─── Selected passage
- KY 817 highlighted in red

Route information
- Maintained by KYTC
- Length: 0.460 mi (740 m)
- Existed: 1993–present

Major junctions
- South end: KY 70 in Liberty
- North end: US 127 in Liberty

Location
- Country: United States
- State: Kentucky
- Counties: Casey

Highway system
- Kentucky State Highway System; Interstate; US; State; Parkways;
| ← KY 816 |  | → KY 818 |

= Kentucky Route 817 =

State highway in Kentucky, United States

Kentucky Route 817 (KY 817) is a state highway in the city of Liberty in Casey County, Kentucky. The highway runs 0.460 mi from Kentucky Route 70 (KY 70) north to U.S. Route 127 (US 127). KY 817 was established in 1993.
──────
## Given task 1
Answer these questions using the Kentucky Route 817 text:
(a) In which county does the highway lie?
(b) In what year was the highway established?
(c) Which route is at the highway's north end?
The listing that follows is unrelated to the Kentucky Route 817 text.
─── Listed entries
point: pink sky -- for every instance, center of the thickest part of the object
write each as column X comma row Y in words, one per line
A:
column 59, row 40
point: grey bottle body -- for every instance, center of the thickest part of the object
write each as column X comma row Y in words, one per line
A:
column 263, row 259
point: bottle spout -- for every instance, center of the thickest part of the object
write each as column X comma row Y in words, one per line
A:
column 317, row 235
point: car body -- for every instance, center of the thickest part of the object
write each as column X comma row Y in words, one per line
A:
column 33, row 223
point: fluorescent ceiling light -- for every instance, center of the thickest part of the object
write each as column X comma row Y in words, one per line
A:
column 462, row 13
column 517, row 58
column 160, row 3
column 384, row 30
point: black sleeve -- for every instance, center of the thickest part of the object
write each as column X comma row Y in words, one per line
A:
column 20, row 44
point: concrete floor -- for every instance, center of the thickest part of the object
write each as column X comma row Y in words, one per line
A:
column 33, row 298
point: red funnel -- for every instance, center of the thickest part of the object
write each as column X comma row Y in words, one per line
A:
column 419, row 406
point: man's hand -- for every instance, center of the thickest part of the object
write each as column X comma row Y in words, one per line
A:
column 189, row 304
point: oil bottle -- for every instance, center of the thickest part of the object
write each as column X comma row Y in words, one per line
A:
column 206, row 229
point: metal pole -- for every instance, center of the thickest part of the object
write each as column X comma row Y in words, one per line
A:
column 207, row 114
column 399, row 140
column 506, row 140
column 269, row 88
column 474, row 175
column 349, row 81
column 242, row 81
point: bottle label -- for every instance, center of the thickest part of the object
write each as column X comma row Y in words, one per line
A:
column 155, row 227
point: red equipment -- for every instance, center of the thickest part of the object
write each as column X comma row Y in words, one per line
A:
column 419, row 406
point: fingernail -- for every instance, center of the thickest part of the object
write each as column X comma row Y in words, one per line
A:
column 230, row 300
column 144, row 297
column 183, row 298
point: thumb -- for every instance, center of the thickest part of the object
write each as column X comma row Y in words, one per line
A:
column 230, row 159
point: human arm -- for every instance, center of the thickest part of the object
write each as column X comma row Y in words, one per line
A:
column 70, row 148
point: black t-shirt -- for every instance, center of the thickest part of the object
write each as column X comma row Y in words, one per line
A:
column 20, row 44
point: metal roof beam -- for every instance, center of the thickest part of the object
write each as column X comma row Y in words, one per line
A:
──────
## Given task 2
Turn the stretch of the listing from the line that contains "point: fingernail -- for" through the line that contains "column 70, row 148" into a JSON list of strings, one string per line, leaving out blank lines.

## Finished answer 1
(a) Casey County
(b) 1993
(c) U.S. Route 127 (US 127)

## Finished answer 2
[
  "point: fingernail -- for every instance, center of the thickest part of the object",
  "write each as column X comma row Y in words, one per line",
  "A:",
  "column 230, row 300",
  "column 144, row 297",
  "column 183, row 298",
  "point: thumb -- for every instance, center of the thickest part of the object",
  "write each as column X comma row Y in words, one per line",
  "A:",
  "column 230, row 159",
  "point: human arm -- for every instance, center of the thickest part of the object",
  "write each as column X comma row Y in words, one per line",
  "A:",
  "column 70, row 148"
]